### DOCUMENT EXTRACT

Start

Generative Adversarial Networks

Thus far, we have discussed several generative models. A generative model learns the structure of a set of input data. In doing so, the model learns to generate new data that it has never seen before in the training data. The generative models we discussed were:

  • an autoencoder
  • an RNN used to generate text

A Generative Adversarial Network (GAN) is yet another example of a generative model. Unlike an autoencoder, the main purpose of a GAN model is to learn to generate new examples.

To motivate the GAN, let's first discuss the drawbacks of an autoencoder.

In [1]:
%matplotlib inline

import matplotlib.pyplot as plt
import torch
import torch.nn as nn
import torch.nn.functional as F
import torch.optim as optim
import torch.utils.data
from torchvision import datasets, transforms

mnist_data = datasets.MNIST('data', train=True, download=True, transform=transforms.ToTensor())

Autoencoder Review

Here is the code that we wrote back in the autoencoder lecture. The autoencoder model consists of an encoder that maps images to a vector embedding, and a decoder that reconstructs images from an embedding.

In [2]:
class Autoencoder(nn.Module):
    def __init__(self):
        super(Autoencoder, self).__init__()
        self.encoder = nn.Sequential(
            nn.Conv2d(1, 16, 3, stride=2, padding=1),
            nn.ReLU(),
            nn.Conv2d(16, 32, 3, stride=2, padding=1),
            nn.ReLU(),
            nn.Conv2d(32, 64, 7)
        )
        self.decoder = nn.Sequential(
            nn.ConvTranspose2d(64, 32, 7),
            nn.ReLU(),
            nn.ConvTranspose2d(32, 16, 3, stride=2, padding=1, output_padding=1),
            nn.ReLU(),
            nn.ConvTranspose2d(16, 1, 3, stride=2, padding=1, output_padding=1),
            nn.Sigmoid()
        )

    def forward(self, x):
        x = self.encoder(x)
        x = self.decoder(x)
        return x

We trained an autoencoder model on the reconstruction loss: the difference in pixel intensities between a real image and its reconstruction. We won't run the entire training code today. Instead, we will load a model that was trained earlier.

In [3]:
def train(model, num_epochs=5, batch_size=64, learning_rate=1e-3):
    torch.manual_seed(42)

End

### MATERIAL PROVIDED
Start

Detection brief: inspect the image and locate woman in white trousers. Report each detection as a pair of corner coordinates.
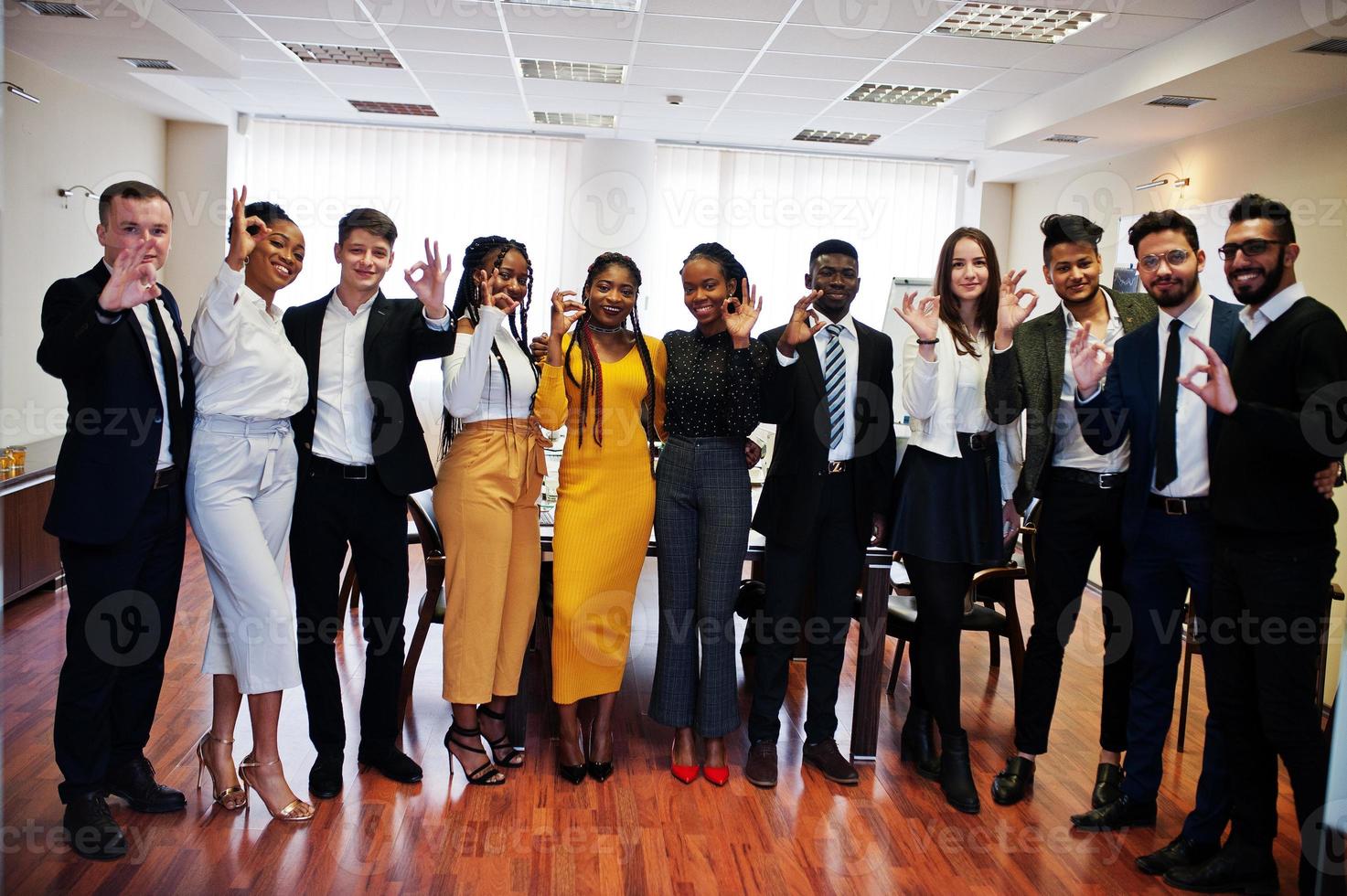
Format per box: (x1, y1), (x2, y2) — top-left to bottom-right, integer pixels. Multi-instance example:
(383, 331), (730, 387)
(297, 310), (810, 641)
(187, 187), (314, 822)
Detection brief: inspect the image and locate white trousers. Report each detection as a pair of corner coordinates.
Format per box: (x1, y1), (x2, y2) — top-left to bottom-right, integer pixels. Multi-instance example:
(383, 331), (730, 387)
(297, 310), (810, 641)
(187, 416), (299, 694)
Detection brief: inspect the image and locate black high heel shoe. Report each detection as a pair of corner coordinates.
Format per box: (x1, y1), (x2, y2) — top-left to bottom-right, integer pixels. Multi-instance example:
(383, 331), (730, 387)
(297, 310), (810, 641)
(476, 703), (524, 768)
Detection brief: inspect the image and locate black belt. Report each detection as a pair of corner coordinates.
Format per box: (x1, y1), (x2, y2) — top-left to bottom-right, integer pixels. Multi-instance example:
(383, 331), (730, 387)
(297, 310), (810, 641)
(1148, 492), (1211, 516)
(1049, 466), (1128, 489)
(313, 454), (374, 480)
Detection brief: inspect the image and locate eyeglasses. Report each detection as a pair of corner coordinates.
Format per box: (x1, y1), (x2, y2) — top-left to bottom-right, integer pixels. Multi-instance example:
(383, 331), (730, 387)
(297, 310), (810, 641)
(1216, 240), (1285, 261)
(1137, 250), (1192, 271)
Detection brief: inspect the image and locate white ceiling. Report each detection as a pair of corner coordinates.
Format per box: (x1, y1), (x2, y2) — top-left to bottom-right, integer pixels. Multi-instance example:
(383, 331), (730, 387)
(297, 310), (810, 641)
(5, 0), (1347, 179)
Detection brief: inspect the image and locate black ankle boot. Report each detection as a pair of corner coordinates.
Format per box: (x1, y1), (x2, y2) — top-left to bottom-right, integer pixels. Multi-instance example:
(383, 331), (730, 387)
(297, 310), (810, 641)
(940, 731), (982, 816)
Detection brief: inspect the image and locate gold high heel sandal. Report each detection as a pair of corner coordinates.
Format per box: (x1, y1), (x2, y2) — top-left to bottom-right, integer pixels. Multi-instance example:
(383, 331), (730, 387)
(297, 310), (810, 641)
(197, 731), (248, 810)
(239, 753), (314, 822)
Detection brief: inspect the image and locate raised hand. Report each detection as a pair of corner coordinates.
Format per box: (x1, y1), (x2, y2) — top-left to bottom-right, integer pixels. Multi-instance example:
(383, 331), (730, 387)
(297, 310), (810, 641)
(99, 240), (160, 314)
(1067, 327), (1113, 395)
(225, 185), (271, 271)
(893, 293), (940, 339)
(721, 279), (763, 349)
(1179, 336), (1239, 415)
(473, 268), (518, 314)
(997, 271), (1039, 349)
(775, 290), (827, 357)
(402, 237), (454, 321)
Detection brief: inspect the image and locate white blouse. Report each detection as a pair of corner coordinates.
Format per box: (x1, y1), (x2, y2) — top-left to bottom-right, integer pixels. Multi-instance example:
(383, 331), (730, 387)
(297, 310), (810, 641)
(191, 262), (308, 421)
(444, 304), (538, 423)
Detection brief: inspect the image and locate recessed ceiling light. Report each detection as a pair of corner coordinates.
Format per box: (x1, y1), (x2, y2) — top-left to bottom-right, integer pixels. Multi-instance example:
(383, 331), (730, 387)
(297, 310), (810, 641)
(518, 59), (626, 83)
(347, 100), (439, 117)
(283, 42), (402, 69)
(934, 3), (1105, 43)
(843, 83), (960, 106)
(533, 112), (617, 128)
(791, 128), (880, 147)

End

### WHAT YOU NEED TO DO
1) In the GAN tutorial, what is the main purpose of a GAN model, in contrast to an autoencoder?
2) Rewrite as a numbered list everything in the rows from their first line down to the line containing "(187, 187), (314, 822)", both ends included and blank lines left out. Leave the pictures out of the answer.
The GAN tutorial and the rows have no connection to each other.

### SOLUTION LIST
1) Its main purpose is to learn to generate new examples.

2)
1. Detection brief: inspect the image and locate woman in white trousers. Report each detection as a pair of corner coordinates.
2. Format per box: (x1, y1), (x2, y2) — top-left to bottom-right, integer pixels. Multi-instance example:
3. (383, 331), (730, 387)
4. (297, 310), (810, 641)
5. (187, 187), (314, 822)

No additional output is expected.